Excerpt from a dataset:
○ ○ ○ ○
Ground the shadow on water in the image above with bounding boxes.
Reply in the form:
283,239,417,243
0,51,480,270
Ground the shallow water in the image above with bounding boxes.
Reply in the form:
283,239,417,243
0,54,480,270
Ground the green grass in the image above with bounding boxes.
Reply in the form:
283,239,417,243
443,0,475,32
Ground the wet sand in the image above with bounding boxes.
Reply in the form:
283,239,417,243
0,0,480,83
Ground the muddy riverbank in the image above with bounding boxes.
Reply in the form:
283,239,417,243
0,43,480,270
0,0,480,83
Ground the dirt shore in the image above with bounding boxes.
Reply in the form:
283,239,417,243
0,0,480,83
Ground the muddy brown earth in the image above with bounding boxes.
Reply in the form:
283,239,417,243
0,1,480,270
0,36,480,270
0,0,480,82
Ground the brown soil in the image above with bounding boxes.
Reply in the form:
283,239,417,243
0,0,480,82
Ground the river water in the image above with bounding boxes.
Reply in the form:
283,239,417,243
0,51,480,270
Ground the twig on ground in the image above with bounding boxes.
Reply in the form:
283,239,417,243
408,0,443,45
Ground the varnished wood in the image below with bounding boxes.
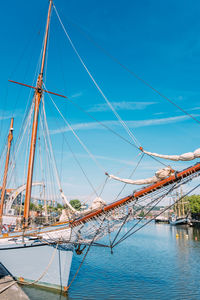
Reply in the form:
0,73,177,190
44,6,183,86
0,118,14,221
○ ○ ○ ○
# What to do
Reproduce every one of the rows above verbatim, but omit the picture from your copy.

# Correct answer
Ground the shadow on water in the image above with bounding boxes.
Reply in the form:
283,239,417,243
0,51,480,270
Ground the shallow water in the image above with bounding boxes.
Reply in the form:
283,239,417,243
0,54,480,270
Ground the green grass in the image above with bounding boxes.
Reply in the form:
283,239,417,243
443,0,475,32
Ground the wet sand in the image above with bounding boxes.
Reply in the form:
283,239,417,243
0,0,480,83
Ground the muddy riverbank in the image above with bounding boxes.
Reply in the form:
283,239,417,243
0,43,480,270
0,0,480,83
Ground the dirt shore in the image above with bounding boxes.
Reply in the form:
283,239,417,243
0,0,480,83
Ground the muddy brown earth in the image above with bounding boxes.
Reply in the form:
283,239,417,243
0,1,480,270
0,36,480,270
0,0,480,82
Ground the brown soil in the image above with bounding boxes.
Reply in the form:
283,239,417,243
0,0,480,82
Ground the river water in the image above with bounding boxes.
Reply in the form:
283,239,417,243
0,51,480,270
Ground the twig on ground in the image above with bounding boxes.
Reply in the form:
283,239,417,243
408,0,443,45
Ground the varnished wood in the image below with bounding boxes.
Reply in the form:
0,73,177,190
44,6,183,86
0,118,14,221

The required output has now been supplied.